» **SET OF TASKS**:
1 – Answer each question from the David Bradley profile below.
(a) Which firm did Bradley join after college, and in what city?
(b) How much money did he make in his first year there?
(c) What was the first deal he landed?
2 – Extend the David Bradley profile below, picking up after its final sentence.

Growing up outside of Pittsburgh, the son of two teachers, David Bradley longed to be a real estate investor and entrepreneur.
“It made all the sense in the world to me and lit a fire within me,” he says.
Little did he know then that his parents’ profession would eventually come calling, in an unorthodox way.
After college, Bradley made a beeline to commercial real estate brokerage firm Marcus & Millichap in Fort Lauderdale, because he considered — and still does — the company’s training program to be “best in class.”
“I reasoned that there was no better way to learn about investing than from the people who were successfully doing it,” he says. “People like Marcus & Millichap’s clients.”
In his first year, he worked 70-hour weeks cold calling potential clients and property owners, piling up rejections. He made $3,500, scraping by with odd jobs at night and eating ramen noodles and peanut butter and jelly sandwiches.
But a year to the day after he started, he landed his first deal: A $32 million sale of an apartment building in Miami Gardens. The transaction gave him a nice commission check and something even more valuable — confidence.
Within a year or two, Bradley was regularly closing deals and mentoring new agents.
“I think I enjoyed that aspect of the job more than anything,” he says.

» **DATASET SECTION**:
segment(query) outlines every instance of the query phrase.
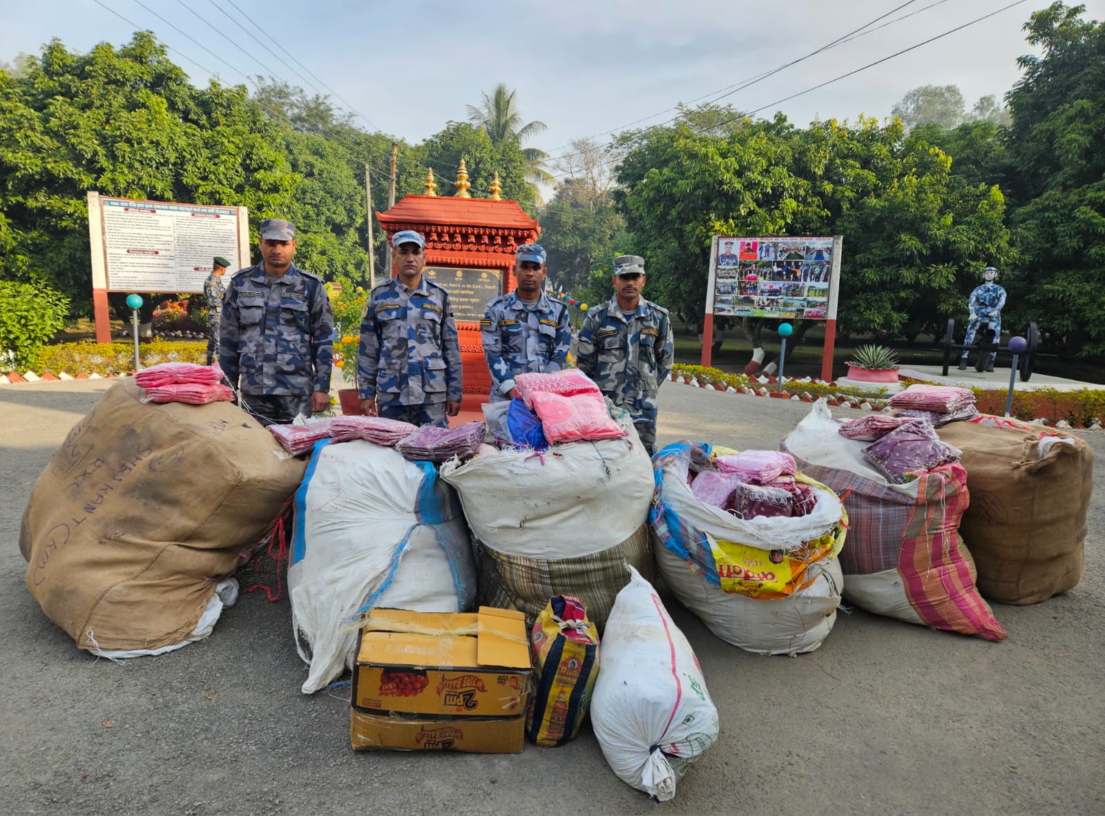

» **ANSWERS FOR THIS EXERCISE**:
1 –
(a) Marcus & Millichap, in Fort Lauderdale.
(b) $3,500.
(c) A $32 million sale of an apartment building in Miami Gardens.

2 –
In 2007, Bradley was named sales manager in Fort Lauderdale. A year later, he was promoted to regional manager in Jacksonville. But when the economic storm clouds of recession formed, Bradley moved back to Pittsburgh to focus on buying distressed multifamily properties for his own account.
By 2014, he owned a portfolio of about 100 apartment units, and he’d started a brokerage company, Win Realty, that had a roster of 40 agents. But turning a profit with the apartments meant he’d need to take on many repairs himself.
“I’m probably the least handy guy you’ll ever meet,” he acknowledges. “So I had to question whether being an apartment landlord was a good career move.”
Shortly after selling the portfolio and the brokerage, he got a call from an old Marcus & Millichap colleague, with an offer to open a pair of offices for the company in Virginia.
A year later, another call from a former colleague took him to Marcus & Millchap’s office in downtown Chicago. There, Bradley quadrupled the size of the sales force by attracting new talent and tripled revenue.
“I’m very proud of what we accomplished there,” he says.
The efforts got the attention of Marcus & Millichap brass, too, and when Tampa regional manager Chris Travis decided he wanted to focus on brokerage, Bradley jumped again.
In October, he was named regional manager overseeing 58 agents and 75 total staff.
“Tampa is where people are moving to, from high tax states,” says Bradley. “It’s got an incredible quality of life and a lower cost of living than many places. This market is poised for more construction growth and investment.”
He has his sights set on expanding the office’s depth in office and industrial properties, and bolstering niche business in golf courses and marinas, self-storage and senior housing.
“The dynamics are in place here for us to grow, and we already have some of the best brokers I’ve ever worked with here,” Bradley says. “We already have a strong presence, and I believe we can take it a lot farther.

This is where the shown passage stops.